Polytechnische Bildung als emanzipatorisches Bildungsprojekt

Sapere aude – Habe den Mut dich deines eigenen Verstandes zu bedienen. So lautete der Leitspruch der Aufklärung und somit auch des Bürgertums, dessen Ziel es war gesellschaftlich mündige Individuen zu schaffen, die in der Lage sind gemeinsam die Gesellschaft auf den Boden der Vernunft zu stellen. Um diese Ideen der feudalen Willkürherrschaft als wirkliche Macht entgegenzusetzen, war es nötig, dass sich die autonomen Subjekte selbst dem, wie Gernot Koneffke es nennt, „Gesetz der Befreiung“ zu unterwerfen. Im Kapitalismus hat sich dieses Gesetz jedoch ins Wertgesetz verkehrt. Die allseitige Entwicklung der Fähigkeiten, Voraussetzung für die Autonomie des Subjekts, scheint nicht verwirklicht werden zu können in arbeitsteiligen Produktionsverhältnissen, die immer höherer Spezialisierung bedürfen. Die im Kapitalismus laut Marx und Engels angelegten Zwangsgesetze der Konkurrenz setzten sich ohne und gegen die Produzenten durch, das Subjekt hat also kaum Handlungsspielräume.

Im Rahmen dieses Tutoriums wollen wir uns der Frage widmen, inwiefern sich unter diesen Bedingungen Polytechnik, die außer der allseitigen Entwicklung der Fähigkeiten auch noch die Einübung der Theorie in der Praxis vorsieht, als emanzipatorisches Bildungswerkzeug denken ließe, welches über die Einseitigkeit bestehender Arbeitsverhältnisse, die Trennung von körperlicher und geistiger Tätigkeit und den in den Produktionsverhältnissen angelegten Widerspruch zwischen gesellschaftlicher Produktion und privater Aneignung hinausweist.

Dazu wollen wir uns auch selbst praktisch weiterbilden, indem wir unter anderem Fabrikführungen und Technikmuseen besuchen alte Polytechnik Schulbücher aus der DDR analysieren und auch selbst Ideen zur Umsetzung polytechnischer Bildungskonzepte sammeln. Das Tutorium richtet sich daher ausdrücklich an die Studierenden aller Fachbereiche, da es auch darum geht innerhalb der Universität einen Austausch zu ermöglichen, der die Einseitigkeit der universitären Bildung hinter sich lässt.

- [Aufgabe] Führe den Text über polytechnische Bildung im Anschluss an seinen letzten Satz fort. Die Datensätze spielen hierfür keine Rolle.

- [Bereitgestellte Daten]

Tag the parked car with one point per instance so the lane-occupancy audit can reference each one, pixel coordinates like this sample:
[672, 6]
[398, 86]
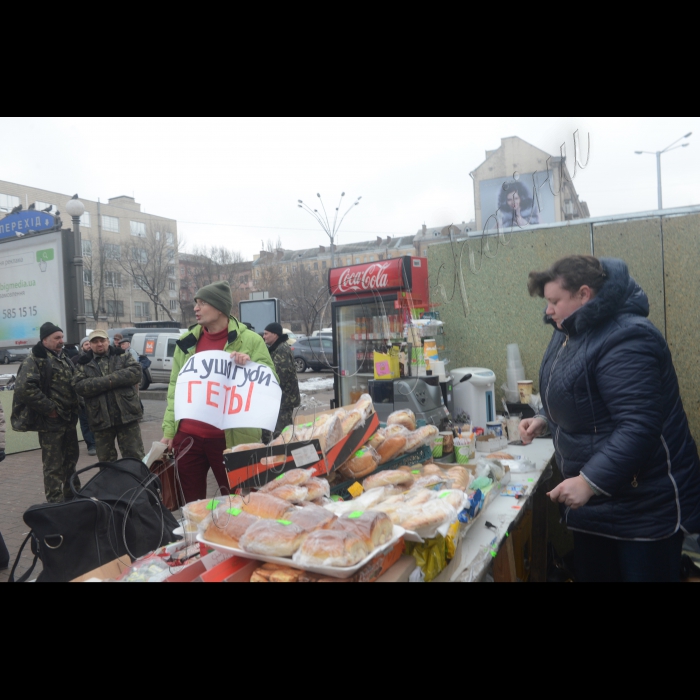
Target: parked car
[313, 353]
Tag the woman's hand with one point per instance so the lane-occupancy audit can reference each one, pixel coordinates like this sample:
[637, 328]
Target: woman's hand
[532, 428]
[573, 493]
[240, 359]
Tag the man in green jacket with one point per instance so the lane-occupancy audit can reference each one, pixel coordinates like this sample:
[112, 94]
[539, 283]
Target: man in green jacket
[199, 446]
[108, 379]
[45, 402]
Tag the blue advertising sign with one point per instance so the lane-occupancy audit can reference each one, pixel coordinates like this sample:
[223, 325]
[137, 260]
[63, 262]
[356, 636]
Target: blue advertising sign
[18, 225]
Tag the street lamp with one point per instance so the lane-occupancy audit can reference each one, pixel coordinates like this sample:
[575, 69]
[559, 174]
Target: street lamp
[658, 155]
[79, 323]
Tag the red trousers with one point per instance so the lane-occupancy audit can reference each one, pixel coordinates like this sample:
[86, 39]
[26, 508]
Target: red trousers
[194, 466]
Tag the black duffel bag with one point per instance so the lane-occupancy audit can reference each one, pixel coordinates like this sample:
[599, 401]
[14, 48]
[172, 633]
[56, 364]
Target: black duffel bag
[118, 514]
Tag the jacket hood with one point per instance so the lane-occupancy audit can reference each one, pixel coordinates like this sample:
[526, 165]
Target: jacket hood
[620, 295]
[88, 357]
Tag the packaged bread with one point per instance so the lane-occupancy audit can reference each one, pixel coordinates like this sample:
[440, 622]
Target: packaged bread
[317, 488]
[331, 548]
[405, 418]
[272, 538]
[310, 518]
[266, 506]
[375, 529]
[294, 477]
[388, 478]
[228, 529]
[362, 464]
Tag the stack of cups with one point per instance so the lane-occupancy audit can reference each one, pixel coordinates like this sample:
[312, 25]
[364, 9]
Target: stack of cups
[516, 373]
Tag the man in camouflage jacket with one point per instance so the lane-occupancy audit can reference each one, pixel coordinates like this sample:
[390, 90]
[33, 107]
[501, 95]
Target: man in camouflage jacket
[45, 402]
[278, 345]
[108, 379]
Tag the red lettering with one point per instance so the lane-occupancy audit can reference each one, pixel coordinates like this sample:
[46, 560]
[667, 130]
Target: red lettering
[211, 392]
[189, 390]
[239, 403]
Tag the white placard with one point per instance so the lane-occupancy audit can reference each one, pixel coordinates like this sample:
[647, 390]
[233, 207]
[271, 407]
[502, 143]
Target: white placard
[212, 389]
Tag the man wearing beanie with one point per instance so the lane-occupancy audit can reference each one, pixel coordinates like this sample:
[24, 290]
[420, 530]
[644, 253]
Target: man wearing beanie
[278, 345]
[199, 446]
[44, 401]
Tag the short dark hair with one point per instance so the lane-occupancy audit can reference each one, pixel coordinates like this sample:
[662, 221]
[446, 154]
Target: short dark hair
[573, 272]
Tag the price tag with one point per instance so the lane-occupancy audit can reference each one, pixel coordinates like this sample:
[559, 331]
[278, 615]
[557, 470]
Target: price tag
[305, 456]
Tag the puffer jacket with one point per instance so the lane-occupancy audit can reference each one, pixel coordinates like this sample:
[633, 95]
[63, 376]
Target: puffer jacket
[611, 396]
[122, 382]
[44, 385]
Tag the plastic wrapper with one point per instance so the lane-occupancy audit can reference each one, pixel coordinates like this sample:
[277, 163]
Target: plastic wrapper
[333, 549]
[405, 418]
[270, 538]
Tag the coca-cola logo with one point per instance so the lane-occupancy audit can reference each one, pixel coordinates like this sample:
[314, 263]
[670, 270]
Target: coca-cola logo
[372, 277]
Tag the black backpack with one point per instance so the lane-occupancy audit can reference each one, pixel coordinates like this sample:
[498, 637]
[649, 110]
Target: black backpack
[119, 514]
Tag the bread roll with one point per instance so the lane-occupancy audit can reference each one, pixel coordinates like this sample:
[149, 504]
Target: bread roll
[331, 548]
[405, 418]
[270, 538]
[389, 478]
[266, 506]
[229, 529]
[375, 529]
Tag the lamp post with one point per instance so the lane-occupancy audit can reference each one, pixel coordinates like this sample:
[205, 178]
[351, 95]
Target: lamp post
[78, 324]
[658, 155]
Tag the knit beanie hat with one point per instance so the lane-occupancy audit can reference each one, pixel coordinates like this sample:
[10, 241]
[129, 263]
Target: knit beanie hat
[217, 295]
[47, 330]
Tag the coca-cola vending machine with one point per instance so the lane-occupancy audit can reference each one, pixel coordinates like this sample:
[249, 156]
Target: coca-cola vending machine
[372, 304]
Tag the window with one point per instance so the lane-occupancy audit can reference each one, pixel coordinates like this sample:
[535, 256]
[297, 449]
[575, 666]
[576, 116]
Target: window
[113, 279]
[110, 223]
[113, 252]
[138, 228]
[8, 202]
[115, 308]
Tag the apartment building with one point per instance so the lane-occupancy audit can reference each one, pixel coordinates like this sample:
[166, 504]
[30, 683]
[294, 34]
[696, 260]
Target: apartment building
[131, 264]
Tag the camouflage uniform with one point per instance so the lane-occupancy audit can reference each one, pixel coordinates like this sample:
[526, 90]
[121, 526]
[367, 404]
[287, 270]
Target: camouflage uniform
[283, 358]
[44, 386]
[109, 386]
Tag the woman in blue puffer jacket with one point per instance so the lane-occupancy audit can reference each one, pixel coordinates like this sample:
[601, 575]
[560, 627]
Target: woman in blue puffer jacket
[631, 488]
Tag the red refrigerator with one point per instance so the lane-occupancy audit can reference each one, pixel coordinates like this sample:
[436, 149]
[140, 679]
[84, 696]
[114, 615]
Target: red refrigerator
[372, 304]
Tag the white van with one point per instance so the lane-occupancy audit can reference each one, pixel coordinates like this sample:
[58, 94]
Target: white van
[159, 348]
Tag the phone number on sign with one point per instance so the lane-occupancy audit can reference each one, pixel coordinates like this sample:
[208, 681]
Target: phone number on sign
[24, 312]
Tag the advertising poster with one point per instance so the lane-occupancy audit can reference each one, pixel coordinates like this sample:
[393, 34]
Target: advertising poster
[515, 204]
[31, 288]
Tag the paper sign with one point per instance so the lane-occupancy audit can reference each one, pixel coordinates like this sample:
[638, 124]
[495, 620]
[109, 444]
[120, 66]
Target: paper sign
[212, 389]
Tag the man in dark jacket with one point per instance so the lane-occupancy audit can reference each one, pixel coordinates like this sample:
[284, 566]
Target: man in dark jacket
[108, 378]
[45, 402]
[278, 345]
[611, 398]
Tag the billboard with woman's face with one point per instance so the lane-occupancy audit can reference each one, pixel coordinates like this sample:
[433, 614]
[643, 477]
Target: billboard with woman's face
[517, 203]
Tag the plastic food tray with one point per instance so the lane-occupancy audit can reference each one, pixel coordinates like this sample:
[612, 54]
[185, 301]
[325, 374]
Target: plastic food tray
[329, 572]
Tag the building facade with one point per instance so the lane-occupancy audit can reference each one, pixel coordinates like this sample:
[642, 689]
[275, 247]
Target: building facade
[131, 271]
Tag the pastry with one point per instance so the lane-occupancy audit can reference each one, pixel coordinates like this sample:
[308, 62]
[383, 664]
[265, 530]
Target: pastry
[270, 538]
[266, 506]
[375, 529]
[331, 548]
[405, 418]
[391, 448]
[228, 529]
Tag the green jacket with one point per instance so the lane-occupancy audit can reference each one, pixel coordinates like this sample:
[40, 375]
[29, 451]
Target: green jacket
[240, 339]
[44, 385]
[111, 399]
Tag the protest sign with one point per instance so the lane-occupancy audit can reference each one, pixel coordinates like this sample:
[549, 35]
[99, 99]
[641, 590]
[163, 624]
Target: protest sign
[212, 389]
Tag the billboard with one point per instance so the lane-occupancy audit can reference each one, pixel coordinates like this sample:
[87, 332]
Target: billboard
[527, 201]
[31, 288]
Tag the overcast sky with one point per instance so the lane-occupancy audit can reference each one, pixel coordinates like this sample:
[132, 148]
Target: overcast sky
[235, 181]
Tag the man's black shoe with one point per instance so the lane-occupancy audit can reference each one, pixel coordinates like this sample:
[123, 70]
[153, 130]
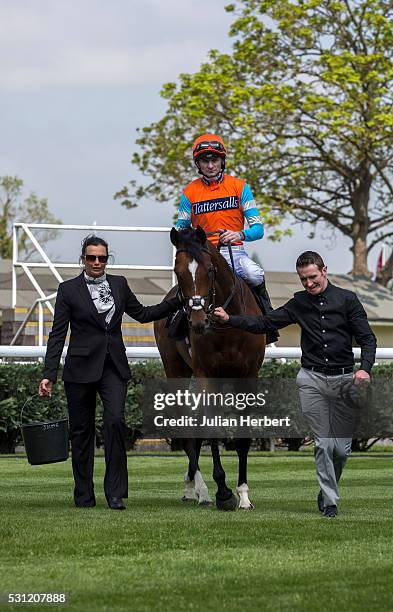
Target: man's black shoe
[330, 511]
[115, 503]
[90, 504]
[320, 501]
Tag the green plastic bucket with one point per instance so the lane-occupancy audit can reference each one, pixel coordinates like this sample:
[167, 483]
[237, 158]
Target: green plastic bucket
[45, 442]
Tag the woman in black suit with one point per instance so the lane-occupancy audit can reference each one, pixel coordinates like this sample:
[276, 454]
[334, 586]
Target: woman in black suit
[93, 305]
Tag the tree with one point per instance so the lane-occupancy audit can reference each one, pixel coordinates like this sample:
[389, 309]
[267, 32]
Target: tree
[14, 207]
[305, 103]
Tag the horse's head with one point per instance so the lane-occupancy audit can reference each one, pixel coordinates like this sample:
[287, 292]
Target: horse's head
[195, 273]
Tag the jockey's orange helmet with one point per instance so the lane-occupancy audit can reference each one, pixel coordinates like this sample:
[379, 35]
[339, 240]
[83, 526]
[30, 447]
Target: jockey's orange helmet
[208, 143]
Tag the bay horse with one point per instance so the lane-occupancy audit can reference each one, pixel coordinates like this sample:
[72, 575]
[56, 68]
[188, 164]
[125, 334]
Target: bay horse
[205, 281]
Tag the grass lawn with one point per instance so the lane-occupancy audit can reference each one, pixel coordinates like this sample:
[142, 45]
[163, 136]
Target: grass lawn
[163, 555]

- [Lösung]
In den ersten Stunden werden wir uns gemeinsam die Grundlagen marxistischer Wirtschaftstheorie, sowie Texte zur Entstehung bürgerlicher Gesellschaft und zum Konzept polytechnischer Bildung ansehen, um dann anschließend konkret die Möglichkeiten der Polytechnik als emanzipatorischem Bildungswerkzeug zu diskutieren. Abschließend ließen sich Möglichkeiten diskutieren auf Grundlage der Theorie an der Universität einen Raum zu schaffen in dem Studierende interdisziplinär in Kontakt kommen und sich gegenseitig helfen können ihre Erkenntnisse aus der Lehre in einem breiteren Gefüge einzuordnen.

Montags 16:15–17:45
Erstes Treffen: 23. April
Kontakt: Leo ( )
Ort: S1|03/10

Mimesis und Projektion – Zur Kritik bürgerlicher Ästhetik

„Die Schönheit ist nichts als ein Glücksversprechen“ – Stendhal

Das Schöne und das Erhabene, das Hässliche und Erschreckende, die Spannung und die Selbstvergessenheit, zuweilen sogar die Dichte von Erfahrung selbst – all dies wird der philosophischen Ästhetik zumeist als die ihr allein adäquaten Kategorien zugeordnet. Als solche sollen diese Ausdrücke Sachverhalte beschreiben, die vor allem in den engeren Zusammenhang der Kunst- oder Naturbetrachtung fallen. Ästhetik gerät dadurch zu einer Disziplin, die sich zuallererst dazu disziplinieren muss, gegen andere Teilbereiche als ein nun separater und eigenständiger abgegrenzt zu werden. Alle ästhetische Wahrnehmung, Gefühle und Urteile sollen von ganz anderer Art sein, als die angrenzenden moralischen oder die im engeren Sinne auf Erkenntnis bezogenen.

Unklar bleibt dabei oft, was Ästhetik in diesem Sinne sein soll – hat sie einen eigenen sog. Gegenstandsbereich ästhetischer Dinge oder schaut sie auf ästhetische Weise auf alle möglichen Dinge? Vor diesem Hintergrund wird die Frage dieses Tutoriums deutlich: Was ist die eigene Sache der Ästhetik und wie kam es zu ihrer Trennung von bürgerlicher Moralphilosophie und Erkentnistheorie? Insofern die Frage nach einer Sache auch immer die Frage nach ihrer Geschichte sowie ihres heutigen Gedachtwerdens ist, gilt es, die klassischen Texte der bürgerlichen Ästhetik (Baumgarten, Kant, Hegel) ebenso wie die Geschichte der bürgerlichen Epoche selbst zu Rate zu ziehen.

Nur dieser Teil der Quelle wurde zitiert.